_Data lines_
>>>>

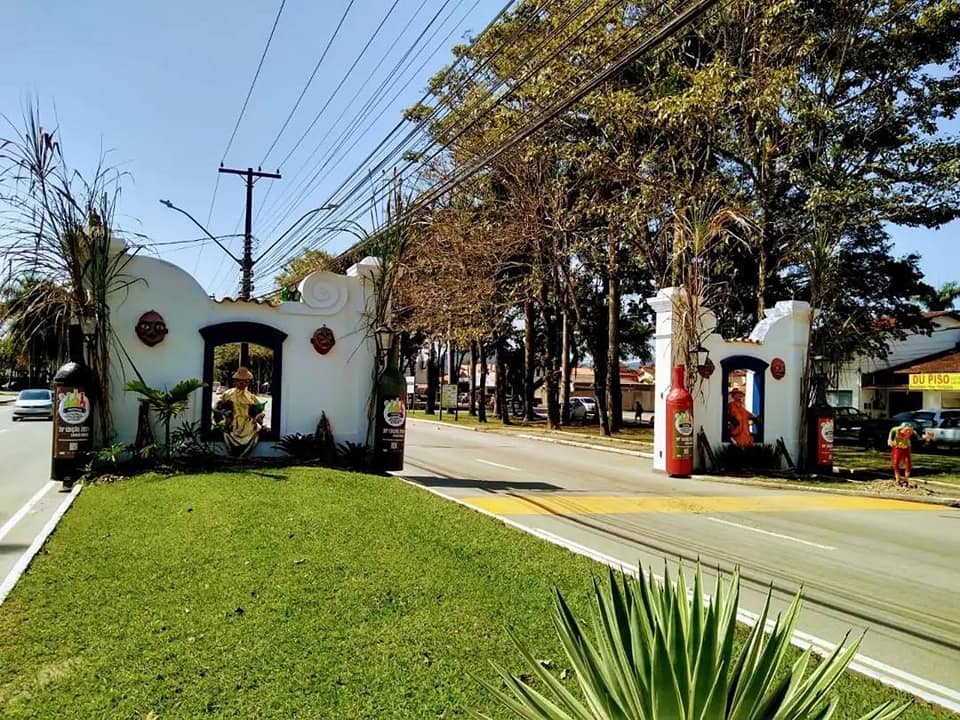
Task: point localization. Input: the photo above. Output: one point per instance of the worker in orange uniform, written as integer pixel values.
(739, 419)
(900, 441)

<<<<
>>>>

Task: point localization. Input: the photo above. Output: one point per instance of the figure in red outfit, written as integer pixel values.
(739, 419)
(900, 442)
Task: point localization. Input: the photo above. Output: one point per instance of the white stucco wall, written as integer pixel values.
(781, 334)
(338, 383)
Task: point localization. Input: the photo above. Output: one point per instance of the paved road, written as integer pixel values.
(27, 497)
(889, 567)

<<<<

_Set exercise_
Count the rows above that contain the string "Output", and reply with the number alone.

_Response below_
4